## Texte source:
Entretien avec Yasmin Karim, conseillère régionale en matière de genre, Fondation Aga Khan Pakistan

À la Fondation Aga Khan, les conseillères et conseillers en matière de genre comme Yasmin Karim sont essentiels pour garantir que l’égalité entre les genres demeure une composante essentielle de la programmation et de la culture organisationnelle.

Nous avons discuté avec Yasmin afin d’explorer son travail à la Fondation Aga Khan, ce qui l’a inspirée à poursuivre une carrière en égalité entre les genres et ses réflexions sur l’avenir du travail en égalité entre les genres.


Que faites-vous à la Fondation Aga Khan?

Je travaille pour la Fondation depuis 2011. Actuellement, je suis conseillère en matière de genre et de respect et sécurité des personnes pour le Programme d’appui rural Aga Khan (AKRSP) au Pakistan, où je travaille sur l’intégration et la prise en compte du genre dans les projets. J’aide également le secteur à produire des propositions sensibles au genre. J’apporte mon soutien lors du suivi des processus afin de garantir une collecte de données non discriminatoire et le respect des approches d’intégration de la dimension de genre. En outre, j’aide mon équipe sur le terrain à organiser des séances de formation sur la sensibilisation au genre, la prise de conscience du genre et l’analyse comparative entre les genres.

Nous avons actuellement quelques projets qui nécessitent une analyse comparative entre les genres. J’essaie également de constituer une équipe – parce que l’AKRSP est un programme de la Fondation Aga Khan Pakistan financé par des donateurs, le nombre de nos projets fluctue sans cesse, et nous devons généralement recommencer depuis le début. Je veux donc m’assurer que les politiques pertinentes sont en place dès le début des projets et qu’elles peuvent être mises en œuvre. Je m’assure également que notre département des ressources humaines et les personnes de référence en matière de respect et sécurité et de genre sur le terrain organisent des séances afin de sensibiliser les gens aux stratégies de genre, au respect et sécurité des personnes, et aux politiques d’équité. Finalement, je veille à ce qu’il existe des mécanismes permettant de répondre aux préoccupations des plaignants, des membres d’équipe, des autres parties prenantes et des membres de la communauté.

## Consigne A:
Mettez à jour le passage de l'entretien compris entre « Nous avons discuté » et « égalité entre les genres. », bornes incluses, en remplaçant « explorer » par « examiner ».
## Consigne B:
Rédigez la suite de l'entretien avec Yasmin Karim à partir de son dernier paragraphe.
Les enregistrements qui suivent proviennent d'une autre source.

(Extraits de données d'étiquetage de lieux)
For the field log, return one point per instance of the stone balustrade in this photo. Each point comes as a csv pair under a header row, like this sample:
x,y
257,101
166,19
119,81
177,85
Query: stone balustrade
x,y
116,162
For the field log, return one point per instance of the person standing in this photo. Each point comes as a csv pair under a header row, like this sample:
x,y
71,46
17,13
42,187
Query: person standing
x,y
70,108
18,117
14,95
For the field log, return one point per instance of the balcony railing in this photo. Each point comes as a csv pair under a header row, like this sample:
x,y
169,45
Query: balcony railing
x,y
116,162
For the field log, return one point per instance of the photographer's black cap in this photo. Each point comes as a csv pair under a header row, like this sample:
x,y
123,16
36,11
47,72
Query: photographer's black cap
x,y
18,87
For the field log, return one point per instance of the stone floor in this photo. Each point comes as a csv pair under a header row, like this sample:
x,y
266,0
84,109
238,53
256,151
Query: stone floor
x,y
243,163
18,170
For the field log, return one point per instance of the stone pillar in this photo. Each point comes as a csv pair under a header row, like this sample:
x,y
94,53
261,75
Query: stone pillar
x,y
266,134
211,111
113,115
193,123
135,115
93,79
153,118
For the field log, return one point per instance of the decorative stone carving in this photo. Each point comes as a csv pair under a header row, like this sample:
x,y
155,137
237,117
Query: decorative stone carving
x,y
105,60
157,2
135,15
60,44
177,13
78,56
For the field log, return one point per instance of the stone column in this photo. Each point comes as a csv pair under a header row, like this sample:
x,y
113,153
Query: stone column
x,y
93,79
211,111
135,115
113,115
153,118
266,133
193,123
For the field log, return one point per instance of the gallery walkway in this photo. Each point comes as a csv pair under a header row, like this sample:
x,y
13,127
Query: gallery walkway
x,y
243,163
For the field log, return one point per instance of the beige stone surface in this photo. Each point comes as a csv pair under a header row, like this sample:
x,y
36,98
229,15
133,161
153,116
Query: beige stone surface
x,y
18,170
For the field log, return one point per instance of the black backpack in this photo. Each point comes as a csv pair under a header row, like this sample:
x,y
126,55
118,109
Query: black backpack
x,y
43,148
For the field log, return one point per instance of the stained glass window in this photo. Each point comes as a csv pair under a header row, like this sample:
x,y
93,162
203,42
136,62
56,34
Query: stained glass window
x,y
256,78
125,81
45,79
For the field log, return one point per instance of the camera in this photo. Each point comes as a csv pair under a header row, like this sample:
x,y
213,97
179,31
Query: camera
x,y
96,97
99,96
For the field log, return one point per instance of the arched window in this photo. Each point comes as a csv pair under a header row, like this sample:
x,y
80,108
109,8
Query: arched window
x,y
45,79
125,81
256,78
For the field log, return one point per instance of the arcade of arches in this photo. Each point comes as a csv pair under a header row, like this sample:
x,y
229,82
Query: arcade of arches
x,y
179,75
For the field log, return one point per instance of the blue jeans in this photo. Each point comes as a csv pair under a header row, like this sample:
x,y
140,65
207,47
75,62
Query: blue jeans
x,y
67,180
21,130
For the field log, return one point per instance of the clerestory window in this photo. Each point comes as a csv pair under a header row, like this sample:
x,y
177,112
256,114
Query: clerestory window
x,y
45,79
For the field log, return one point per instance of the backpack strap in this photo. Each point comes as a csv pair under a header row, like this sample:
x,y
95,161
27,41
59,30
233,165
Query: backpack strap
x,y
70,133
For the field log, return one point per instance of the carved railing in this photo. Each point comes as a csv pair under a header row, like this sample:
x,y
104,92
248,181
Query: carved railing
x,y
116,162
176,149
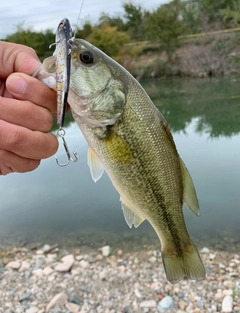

## Résultat de l'exercice A:
Nous avons discuté avec Yasmin afin d’examiner son travail à la Fondation Aga Khan, ce qui l’a inspirée à poursuivre une carrière en égalité entre les genres et ses réflexions sur l’avenir du travail en égalité entre les genres.

## Résultat de l'exercice B:
De plus, je dirige directement deux projets liés à la santé et aux droits sexuels et reproductifs des adolescents, dont l’un, intitulé Fondations pour la santé et l’autonomisation, est financé par Affaires mondiales Canada. Je supervise et encadre directement ces projets et apporte un soutien technique aux équipes.

Où avez-vous travaillé dans le monde?

J’ai travaillé comme consultante au Tadjikistan pour la mise en place du Programme de développement des sociétés de montagne, ainsi que d’autres programmes. J’ai également travaillé en Afghanistan dans le cadre d’affectations en tant que consultante et Nazrana du temps et du savoir (TKN). De plus, j’ai mené une formation pour l’OMS sur la mobilisation sociale et le genre en Tunisie. Finalement, j’ai fait des présentations aux États-Unis, au Royaume-Uni, au Canada, en Afrique de l’Est, au Népal, au Bangladesh – j’ai beaucoup voyagé pour présenter mon travail dans le monde entier.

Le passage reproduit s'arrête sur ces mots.